An exact transcription of every record below is required, with the pictures left out.
*** Opening of Extracted entries ***
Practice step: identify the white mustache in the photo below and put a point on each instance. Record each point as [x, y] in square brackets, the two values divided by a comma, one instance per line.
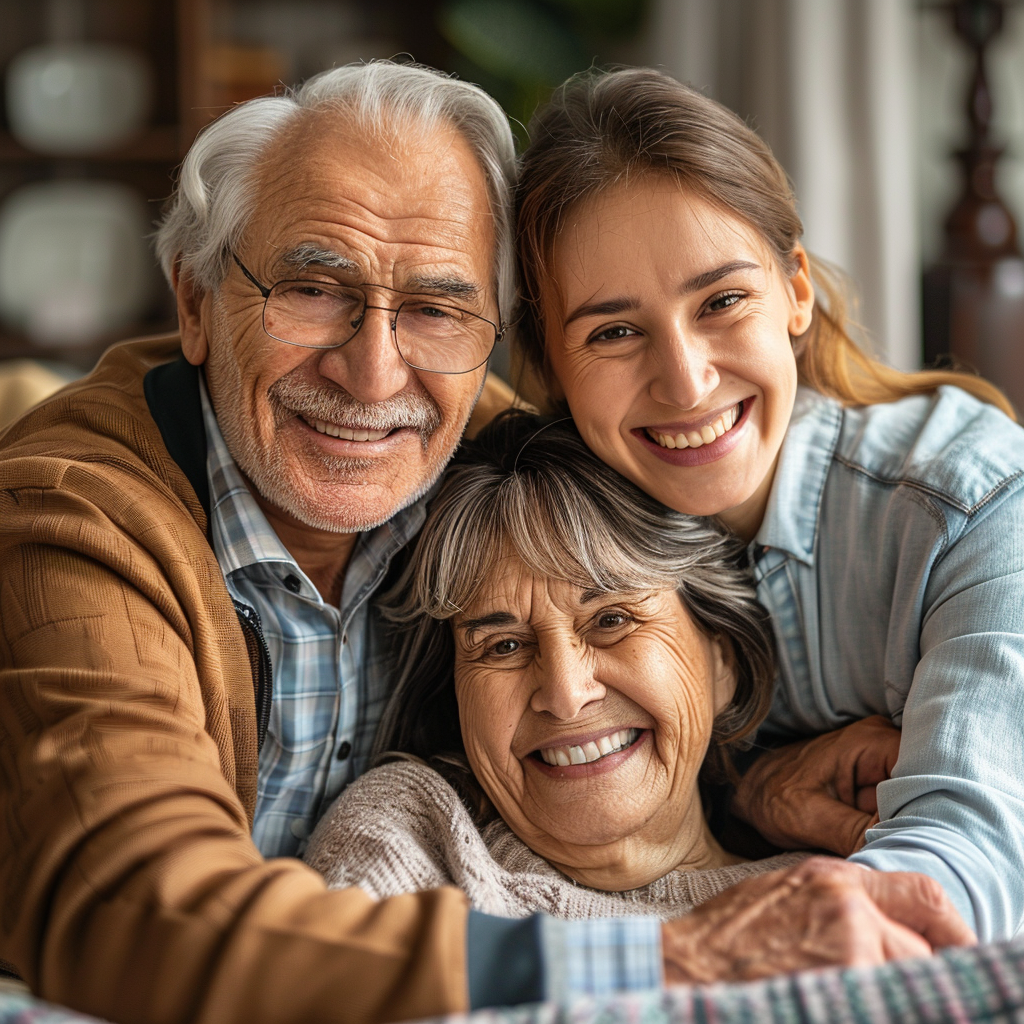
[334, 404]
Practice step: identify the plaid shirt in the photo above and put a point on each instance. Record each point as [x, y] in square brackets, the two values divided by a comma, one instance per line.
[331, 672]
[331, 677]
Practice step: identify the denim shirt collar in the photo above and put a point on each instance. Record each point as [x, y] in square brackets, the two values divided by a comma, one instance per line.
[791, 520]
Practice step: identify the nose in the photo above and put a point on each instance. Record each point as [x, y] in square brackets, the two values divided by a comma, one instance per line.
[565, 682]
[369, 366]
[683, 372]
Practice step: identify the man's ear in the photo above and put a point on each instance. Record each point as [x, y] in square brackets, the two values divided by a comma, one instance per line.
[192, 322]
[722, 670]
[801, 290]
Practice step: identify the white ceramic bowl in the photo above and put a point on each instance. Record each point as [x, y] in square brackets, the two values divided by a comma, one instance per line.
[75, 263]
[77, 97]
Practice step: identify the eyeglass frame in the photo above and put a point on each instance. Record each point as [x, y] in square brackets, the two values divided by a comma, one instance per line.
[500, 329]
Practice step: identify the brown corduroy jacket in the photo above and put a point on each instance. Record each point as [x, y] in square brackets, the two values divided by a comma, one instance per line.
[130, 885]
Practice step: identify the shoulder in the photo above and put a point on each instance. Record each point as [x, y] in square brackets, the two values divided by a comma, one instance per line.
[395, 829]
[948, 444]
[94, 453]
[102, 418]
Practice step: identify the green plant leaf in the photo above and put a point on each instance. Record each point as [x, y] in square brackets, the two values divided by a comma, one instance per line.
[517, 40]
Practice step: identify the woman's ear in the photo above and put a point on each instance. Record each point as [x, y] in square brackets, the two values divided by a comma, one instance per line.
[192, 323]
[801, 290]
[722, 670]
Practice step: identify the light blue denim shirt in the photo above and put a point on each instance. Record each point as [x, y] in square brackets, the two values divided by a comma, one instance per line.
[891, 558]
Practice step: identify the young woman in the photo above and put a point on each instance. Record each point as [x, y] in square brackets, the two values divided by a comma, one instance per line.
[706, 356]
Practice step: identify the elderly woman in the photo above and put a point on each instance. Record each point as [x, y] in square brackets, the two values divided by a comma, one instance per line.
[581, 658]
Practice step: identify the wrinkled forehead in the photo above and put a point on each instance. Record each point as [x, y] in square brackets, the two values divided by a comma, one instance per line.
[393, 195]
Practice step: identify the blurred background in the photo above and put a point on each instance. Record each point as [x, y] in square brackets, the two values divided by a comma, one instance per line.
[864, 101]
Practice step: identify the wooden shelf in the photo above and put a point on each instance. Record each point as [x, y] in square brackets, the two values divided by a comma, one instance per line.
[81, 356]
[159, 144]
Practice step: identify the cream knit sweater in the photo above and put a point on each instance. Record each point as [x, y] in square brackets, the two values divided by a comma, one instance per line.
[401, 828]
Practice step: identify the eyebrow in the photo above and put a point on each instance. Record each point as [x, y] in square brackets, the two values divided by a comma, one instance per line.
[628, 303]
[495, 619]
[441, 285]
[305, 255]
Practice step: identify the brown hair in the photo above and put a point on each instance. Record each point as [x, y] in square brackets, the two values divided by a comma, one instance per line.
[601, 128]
*** Close of Extracted entries ***
» Response to this exercise:
Practice step: identify the white mustache in the photo below and put a point on each instance. Record each point as [x, y] in square brackets, the two values divided by a comma, one instance per line.
[334, 404]
Practice step: identify the plaid shirt in the photo above and put a point on each instance. Record each point as [x, y] in square brackets, the two values divided by a comma, one instance per line.
[331, 672]
[331, 677]
Practice step: identify the denim shirt collar in the photo above and put a point on each instance. Record each point as [x, y] in square brackets, the two values divided by a comma, one instance per line.
[791, 520]
Practice step: identify the nose in the photo above and put a point on each instance. Record each point as [x, y] in square brackets, the two values divided by a comma, one instance per line.
[565, 682]
[369, 366]
[683, 372]
Practice step: identify the man's ear in the photo above and put a point on each instance. Record each point as [x, y] in square brackets, the two values divided by a comma, one instance per line.
[192, 322]
[722, 670]
[801, 290]
Practice step: identify the white ceramic bowl in the photo above and put a point on each instance. Record each point as [x, y] in square brackets, the two values divided by a comma, one instance per line.
[75, 263]
[77, 97]
Practice step: identify the eyeglass frame in the photo above and put a point on each instance. Record each point as [x, y] in square brackets, the two values divided by a comma, one instance per line.
[500, 329]
Practice step: identify the brown corduroy jacket in the photo above and put a point on each instance. Record each point as [x, y] in square brackets, the two values divided by a comma, one instance per line.
[130, 885]
Practice step: identify the shoulder in the photo above and put a point on each instance. Record each point as [x, y] in square brackets, the two values divided by a comma, one instance per line.
[395, 829]
[948, 444]
[94, 453]
[102, 418]
Practice step: identify the green plant leaf in the photo above and put a point on each instance. Record each point as [x, y] in square brackets, the two values divided by a comma, one instance per line.
[517, 40]
Practice step: identify the woman's ear in the photo above and put a point on each instance. Record each point as [x, y] in square brackets, the two values divided by a comma, one instance per line.
[192, 323]
[801, 290]
[722, 670]
Practice step: identify the light blue denim shirt in the photo above and put a point on each instance. Record each point as [x, y] in square brackets, the two values divided by a comma, one instance per line.
[891, 558]
Practice step: identify the young woman in the photo above and put a point on each instance. Record each point as [x, y] in square brackets, the two values divided by a comma, one instance per line.
[706, 356]
Practice step: identify the elderly woman in the photo above and put a point on each instance. Record each point as [x, y] in square brackets, the two values divided by a comma, one instance per line.
[581, 658]
Practice step: identify the wrinkled forehead in the photo above and put a point on each instance. Record each point as [x, y] in square brackets, the two values divided by a comma, one instance per line.
[393, 195]
Practice step: identify the blurred background in the photo above and put a point on each instance. Record each point as [x, y] in square brackets, the two values divided by a comma, one instance per line.
[864, 101]
Practice step: identify the wooden shelf in the photo above and put a point on each instance. Record each point as [x, y] in square brackets, the two values divided by a comma, one instance per line.
[81, 356]
[159, 144]
Practice step: identify the cream knit sweater in the photo above and put a point on each instance. Record each point as [x, y] in square brackets, the two values divided by a comma, one instance per line.
[401, 828]
Practice step: identify the eyebrow in the photo above and put a point on each instance. Record each point as [x, y] in square brackets, the two values divided by a comma, one instance per line.
[628, 303]
[495, 619]
[441, 285]
[305, 255]
Practice step: identify the brown hair in the photo above and put a point on each instance. Record each point as [x, y] in square brackets, the two values divided by a comma, one instance per line.
[601, 128]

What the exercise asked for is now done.